• [Trecho da página]:
De fato, no Brasil, existe um problema tributário que há décadas tem corroído a renda das classes baixas e médias, o que tem gerado um descontentamento gritante entre esses setores da população. Além disso, tanto a precariedade dos serviços públicos disponibilizados pelo Estado, quanto a redução da oferta desses serviços – fenômenos que são consequências diretas dos modelos neoliberais de gestão pública – têm jogado mais peso sobre esse sentimento de indignação. Entretanto, é importante frisar que alguns setores da população estão ganhando, ou como diz o ditado popular “tem gente levando a melhor” com este modelo tributário, por isso, caras leitoras e caros leitores, não se iludam com supostas soluções simplistas para o problema, tampouco com o discurso de que o problema tributário no país tem origem num suposto “inchaço” do Estado. Neste breve artigo, mostraremos qual é a raiz do problema tributário brasileiro.

Em primeiro lugar, para entender o problema tributário brasileiro é necessário ir além da questão do tamanho da carga tributária do país. Na verdade, segundo os dados da Organização para a Cooperação e Desenvolvimento Econômico (OCDE), a carga tributária brasileira não difere muito da carga tributária de países com estrutura econômica semelhante à estrutura do Brasil.  Por exemplo, para o ano de 2016 a média da OCDE era de 34,3% do PIB; para o mesmo ano, a carga tributária brasileira estava em 32,3%. do PIB.

• [Dados da tarefa]:

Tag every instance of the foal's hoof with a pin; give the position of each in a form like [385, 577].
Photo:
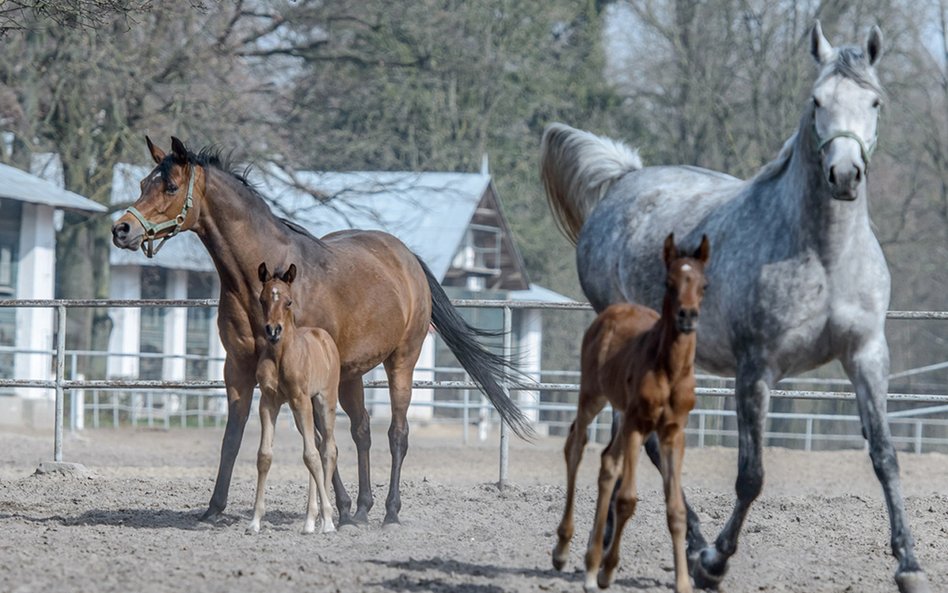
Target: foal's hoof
[708, 569]
[912, 582]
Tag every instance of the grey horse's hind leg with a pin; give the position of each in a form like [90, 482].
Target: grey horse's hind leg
[752, 395]
[868, 369]
[696, 541]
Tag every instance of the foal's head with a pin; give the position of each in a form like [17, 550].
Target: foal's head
[685, 283]
[277, 300]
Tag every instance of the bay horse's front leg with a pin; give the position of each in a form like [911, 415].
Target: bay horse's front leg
[239, 381]
[352, 400]
[752, 393]
[868, 368]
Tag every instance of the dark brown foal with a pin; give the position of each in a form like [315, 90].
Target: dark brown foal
[643, 364]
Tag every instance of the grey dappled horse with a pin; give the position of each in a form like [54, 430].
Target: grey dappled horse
[797, 278]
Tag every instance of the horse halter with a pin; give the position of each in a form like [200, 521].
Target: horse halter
[865, 150]
[152, 229]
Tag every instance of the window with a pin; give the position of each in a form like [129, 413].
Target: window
[200, 286]
[154, 286]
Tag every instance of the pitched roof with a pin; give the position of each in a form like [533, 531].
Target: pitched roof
[24, 187]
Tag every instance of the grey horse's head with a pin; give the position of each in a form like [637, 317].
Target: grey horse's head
[846, 99]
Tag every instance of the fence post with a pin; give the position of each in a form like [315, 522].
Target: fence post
[504, 429]
[60, 372]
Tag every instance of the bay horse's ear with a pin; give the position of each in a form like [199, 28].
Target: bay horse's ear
[820, 48]
[671, 252]
[290, 274]
[874, 45]
[156, 153]
[179, 151]
[704, 250]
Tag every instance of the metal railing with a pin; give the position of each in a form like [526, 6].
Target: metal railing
[701, 432]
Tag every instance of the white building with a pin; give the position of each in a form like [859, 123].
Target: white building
[30, 214]
[454, 221]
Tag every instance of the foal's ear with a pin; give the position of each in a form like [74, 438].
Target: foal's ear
[671, 252]
[874, 45]
[820, 48]
[704, 250]
[179, 151]
[156, 153]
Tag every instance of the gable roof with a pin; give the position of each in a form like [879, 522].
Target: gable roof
[429, 212]
[19, 185]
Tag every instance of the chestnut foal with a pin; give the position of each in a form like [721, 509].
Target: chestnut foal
[643, 364]
[299, 366]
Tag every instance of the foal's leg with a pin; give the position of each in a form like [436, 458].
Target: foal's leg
[239, 378]
[399, 368]
[609, 468]
[352, 400]
[268, 415]
[672, 451]
[752, 393]
[625, 504]
[868, 369]
[589, 407]
[696, 541]
[303, 414]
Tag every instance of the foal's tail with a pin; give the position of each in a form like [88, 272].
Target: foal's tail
[577, 168]
[487, 369]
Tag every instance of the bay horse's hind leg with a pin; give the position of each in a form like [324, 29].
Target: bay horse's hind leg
[352, 400]
[399, 368]
[239, 380]
[868, 369]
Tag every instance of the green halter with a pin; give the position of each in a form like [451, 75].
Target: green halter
[152, 229]
[866, 151]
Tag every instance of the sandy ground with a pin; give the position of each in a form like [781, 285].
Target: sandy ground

• [Tarefas e exercícios]:
1. Edite a listagem de "Tag every instance of the green" até o fim dela, com as duas pontas incluídas, trocando "green halter" por "blue halter" sem mudar mais nada, e apresente essas linhas.
2. Retome o texto sobre o problema tributário brasileiro a partir do ponto em que ele termina.

• [Respostas abaixo]:
1.
Tag every instance of the blue halter with a pin; give the position of each in a form like [451, 75].
Target: blue halter
[152, 229]
[866, 151]
Tag every instance of the sandy ground with a pin; give the position of each in a form like [781, 285].
Target: sandy ground

2.
O principal diferencial do sistema tributário brasileiro se encontra na sua composição. A maior parte da arrecadação feita pelo governo é proveniente de tributos sobre bens e serviços, ou seja, aquela parcela que incide sobre o consumo e a produção. Segundo um estudo publicado em 2015 por Sérgio W. Gobetti e Rodrigo Octávio Orair, dois dos principais especialistas em tributação e distribuição de renda no Brasil, a tributação sobre bens e serviços no Brasil ultrapassa o nível de 18,8% do PIB, quando a média de qualquer país integrante da OCDE é de 11,6% do PIB, o que de cara já revela uma anomalia do sistema tributário brasileiro.

Os impostos sobre o consumo, que também são denominados de impostos indiretos, são regressivos por natureza. Dado que o imposto é cobrado igualmente para todas as faixas de renda, as classes mais afetadas por tais tributos são aquelas que utilizam, proporcionalmente, mais a sua renda para o consumo. Assim, as classes baixas e médias são as mais afetadas por um sistema tributário regressivo. Isso por si só causa efeitos perversos na sociedade, como o aumento da desigualdade de renda.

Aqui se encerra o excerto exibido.